## Excerpt
Credit: Illustration by Richard Wilkinson

On 17 January 2016, a healthy man was declared brain-dead after receiving an experimental drug in a first-in-human trial in France. Four of five other subjects receiving the same dose have serious, ongoing neurological complications. Investigations into the trial described many troubling safety practices, such as steep increases in dose levels delivered to sequential subjects without sufficient delays to check for safety.

The year since has brought intense scrutiny about how the debacle could have been anticipated and prevented. However, another issue is still largely overlooked: the duty to evaluate whether an experimental treatment is promising enough to warrant testing on people.

In the wake of the tragedies, the French medicines safety agency (ANSM) ordered an examination of the information that the drug developer, Bial, based in Trofa, Portugal, had supplied to ethics committees and potential researchers before the trial (see The report notes that the 63-page Investigator Brochure describing the trial included fewer than two pages of evidence that the drug had the desired pharmacological activity. It identified only two studies presented as evidence for efficacy, both problematic. In one, Bial had data for a different marketed drug showing it was more effective than Bial’s drug at relieving pain in animals, but did not include that information in a summary figure. Both preclinical studies showed only “moderate” positive effects. Moreover, Bial’s drug had been tested at a range of doses in micethat made it impossible to estimate the most likely effective dose in humans.

## Dataset extract

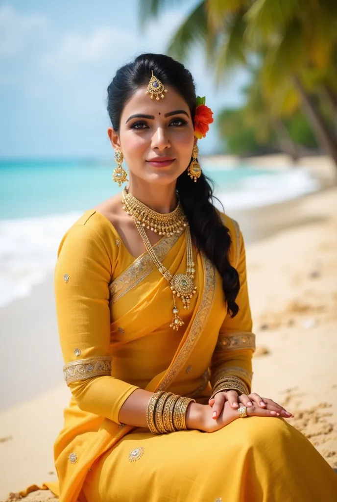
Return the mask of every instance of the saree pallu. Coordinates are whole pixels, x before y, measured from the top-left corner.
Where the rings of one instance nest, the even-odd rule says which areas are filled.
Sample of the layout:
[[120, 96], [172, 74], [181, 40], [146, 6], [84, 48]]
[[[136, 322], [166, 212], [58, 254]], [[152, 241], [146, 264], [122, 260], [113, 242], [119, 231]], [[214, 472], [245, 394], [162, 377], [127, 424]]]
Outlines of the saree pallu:
[[[159, 436], [118, 420], [138, 388], [203, 404], [226, 375], [250, 389], [255, 342], [244, 244], [237, 224], [223, 218], [239, 275], [239, 313], [227, 313], [221, 278], [194, 249], [198, 293], [188, 310], [177, 300], [185, 323], [178, 331], [170, 327], [170, 285], [147, 253], [131, 255], [105, 216], [86, 211], [63, 237], [55, 296], [72, 397], [55, 444], [58, 481], [45, 485], [61, 502], [313, 502], [337, 495], [332, 469], [282, 419], [251, 417], [212, 434]], [[154, 248], [172, 274], [185, 273], [185, 235], [165, 236]]]

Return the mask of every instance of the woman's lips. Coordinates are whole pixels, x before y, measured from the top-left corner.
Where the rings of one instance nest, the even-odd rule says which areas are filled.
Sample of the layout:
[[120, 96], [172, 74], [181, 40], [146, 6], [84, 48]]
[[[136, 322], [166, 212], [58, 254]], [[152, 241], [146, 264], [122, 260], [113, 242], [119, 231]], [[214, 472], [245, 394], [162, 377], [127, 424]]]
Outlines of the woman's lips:
[[171, 160], [164, 160], [160, 162], [158, 161], [146, 161], [149, 164], [150, 164], [151, 166], [154, 167], [165, 167], [166, 166], [170, 166], [170, 164], [172, 164], [175, 159], [172, 159]]

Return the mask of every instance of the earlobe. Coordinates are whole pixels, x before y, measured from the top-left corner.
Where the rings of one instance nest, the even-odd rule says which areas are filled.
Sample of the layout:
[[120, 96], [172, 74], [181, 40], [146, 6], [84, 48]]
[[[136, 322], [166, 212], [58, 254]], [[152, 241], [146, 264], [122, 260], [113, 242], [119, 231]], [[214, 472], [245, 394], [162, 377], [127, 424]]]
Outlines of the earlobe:
[[113, 148], [115, 150], [120, 150], [121, 148], [120, 142], [119, 141], [119, 136], [112, 127], [108, 128], [108, 136], [110, 142], [112, 145]]

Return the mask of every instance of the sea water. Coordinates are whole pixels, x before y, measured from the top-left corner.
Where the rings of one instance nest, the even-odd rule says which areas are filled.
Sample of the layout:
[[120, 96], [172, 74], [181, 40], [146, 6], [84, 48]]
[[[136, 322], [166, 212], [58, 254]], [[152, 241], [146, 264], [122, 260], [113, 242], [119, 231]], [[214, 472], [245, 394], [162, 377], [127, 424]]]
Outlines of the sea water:
[[[303, 169], [219, 168], [208, 162], [203, 169], [230, 215], [318, 188]], [[95, 160], [0, 161], [0, 307], [29, 295], [52, 271], [67, 229], [120, 191], [111, 179], [113, 168]]]

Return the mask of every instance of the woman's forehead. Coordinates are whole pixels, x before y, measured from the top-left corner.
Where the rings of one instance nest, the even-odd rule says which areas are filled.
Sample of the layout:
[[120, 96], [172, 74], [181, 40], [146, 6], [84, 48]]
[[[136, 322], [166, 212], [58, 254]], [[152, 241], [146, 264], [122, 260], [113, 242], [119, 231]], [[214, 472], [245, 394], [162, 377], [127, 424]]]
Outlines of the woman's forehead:
[[[149, 94], [145, 94], [147, 86], [140, 87], [125, 103], [122, 113], [123, 118], [134, 113], [145, 113], [155, 116], [175, 110], [184, 110], [191, 116], [189, 105], [185, 99], [175, 89], [170, 86], [165, 86], [167, 92], [165, 97], [158, 101], [151, 99]], [[126, 119], [127, 118], [126, 117]]]

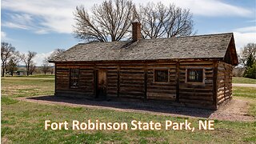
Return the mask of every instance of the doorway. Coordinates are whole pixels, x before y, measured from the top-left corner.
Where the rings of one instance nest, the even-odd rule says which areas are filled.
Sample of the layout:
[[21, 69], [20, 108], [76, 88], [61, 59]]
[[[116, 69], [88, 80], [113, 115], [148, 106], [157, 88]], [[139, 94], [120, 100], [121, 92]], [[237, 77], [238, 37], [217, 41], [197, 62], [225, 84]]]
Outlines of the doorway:
[[106, 98], [106, 70], [97, 70], [96, 79], [96, 98]]

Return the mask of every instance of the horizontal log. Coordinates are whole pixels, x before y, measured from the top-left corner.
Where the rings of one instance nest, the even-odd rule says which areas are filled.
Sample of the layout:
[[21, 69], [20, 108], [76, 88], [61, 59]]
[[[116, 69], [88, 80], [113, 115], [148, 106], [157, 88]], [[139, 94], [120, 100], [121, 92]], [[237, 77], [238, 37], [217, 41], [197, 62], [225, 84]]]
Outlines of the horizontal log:
[[154, 93], [154, 92], [148, 92], [146, 94], [147, 98], [176, 98], [176, 94], [159, 94], [159, 93]]

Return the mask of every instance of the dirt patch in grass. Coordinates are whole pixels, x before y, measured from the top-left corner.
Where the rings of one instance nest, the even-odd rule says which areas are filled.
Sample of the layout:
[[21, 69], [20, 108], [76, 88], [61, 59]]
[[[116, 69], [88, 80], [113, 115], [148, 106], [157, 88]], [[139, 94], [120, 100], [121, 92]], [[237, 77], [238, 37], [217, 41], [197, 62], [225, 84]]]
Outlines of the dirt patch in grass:
[[254, 121], [255, 118], [249, 114], [250, 102], [243, 99], [232, 99], [219, 110], [213, 113], [210, 118], [225, 121]]
[[[218, 110], [174, 106], [151, 102], [93, 101], [84, 98], [70, 98], [54, 96], [18, 98], [18, 99], [42, 104], [82, 106], [181, 118], [204, 118], [217, 120], [244, 122], [255, 121], [255, 118], [248, 114], [250, 102], [243, 99], [232, 99]], [[139, 104], [138, 102], [139, 102]]]

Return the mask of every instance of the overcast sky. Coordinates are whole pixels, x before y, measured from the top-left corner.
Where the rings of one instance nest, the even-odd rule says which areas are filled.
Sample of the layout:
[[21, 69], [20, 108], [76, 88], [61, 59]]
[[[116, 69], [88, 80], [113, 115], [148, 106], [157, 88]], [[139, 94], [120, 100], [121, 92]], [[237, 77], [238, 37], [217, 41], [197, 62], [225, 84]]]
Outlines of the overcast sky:
[[[134, 3], [159, 2], [134, 0]], [[190, 9], [197, 34], [233, 32], [238, 51], [256, 42], [256, 0], [163, 0]], [[57, 48], [68, 49], [79, 40], [72, 34], [73, 12], [84, 5], [89, 11], [102, 0], [2, 0], [1, 41], [21, 52], [38, 53], [37, 66]]]

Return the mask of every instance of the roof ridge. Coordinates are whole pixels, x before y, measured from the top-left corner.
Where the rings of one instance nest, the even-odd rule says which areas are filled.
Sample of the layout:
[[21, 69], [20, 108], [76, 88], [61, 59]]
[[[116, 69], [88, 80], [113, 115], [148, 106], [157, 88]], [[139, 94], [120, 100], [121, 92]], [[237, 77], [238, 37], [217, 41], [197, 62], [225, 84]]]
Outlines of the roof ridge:
[[[233, 32], [230, 33], [218, 33], [218, 34], [200, 34], [200, 35], [188, 35], [188, 36], [181, 36], [181, 37], [173, 37], [173, 38], [150, 38], [150, 39], [141, 39], [146, 41], [152, 40], [162, 40], [162, 39], [169, 39], [169, 38], [193, 38], [193, 37], [207, 37], [207, 36], [214, 36], [214, 35], [223, 35], [223, 34], [233, 34]], [[94, 42], [88, 43], [78, 43], [77, 45], [86, 45], [86, 44], [97, 44], [97, 43], [111, 43], [111, 42], [130, 42], [130, 41], [112, 41], [112, 42]]]

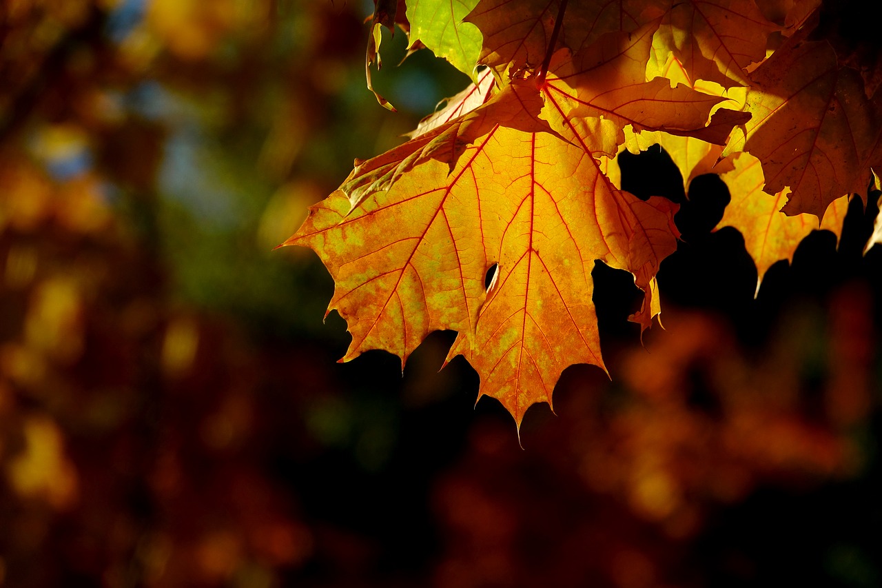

## Exercise tasks
• 1. From the article on the fatal French drug trial, return the passage starting with "Credit: Illustration by" and going on through "testing on people.", copied word for word.
• 2. Write the next part of the article on the fatal French drug trial, picking up after its final sentence.

## Answers to each task
• 1.
Credit: Illustration by Richard Wilkinson

On 17 January 2016, a healthy man was declared brain-dead after receiving an experimental drug in a first-in-human trial in France. Four of five other subjects receiving the same dose have serious, ongoing neurological complications. Investigations into the trial described many troubling safety practices, such as steep increases in dose levels delivered to sequential subjects without sufficient delays to check for safety.

The year since has brought intense scrutiny about how the debacle could have been anticipated and prevented. However, another issue is still largely overlooked: the duty to evaluate whether an experimental treatment is promising enough to warrant testing on people.

• 2.
Press coverage following the tragedy quoted independent experts concluding that there was little evidence to support a trial, and that at least five other drugs designed to act in a similar way had been tested in people without success.(Bial maintains that toxicities were not predictable and that it has followed all human-testing norms. We approached the company for more information about the event for the purposes of this Comment but received no response.)

As bioethicists, we have studied the ethics of first-in-human (FIH) and early-phase research for more than a decade. We discuss ethics review with regulators, ethics oversight committee members, investigators and others. We also have personal experiences serving as reviewers on dozens of early phase trials.

We contend that a lack of emphasis on evidence for the efficacy of drug candidates is all too common in decisions about whether an experimental medicine can be tested in humans. We call for infrastructure, resources and better methods to rigorously evaluate the clinical promise of new interventions before testing them on humans for the first time.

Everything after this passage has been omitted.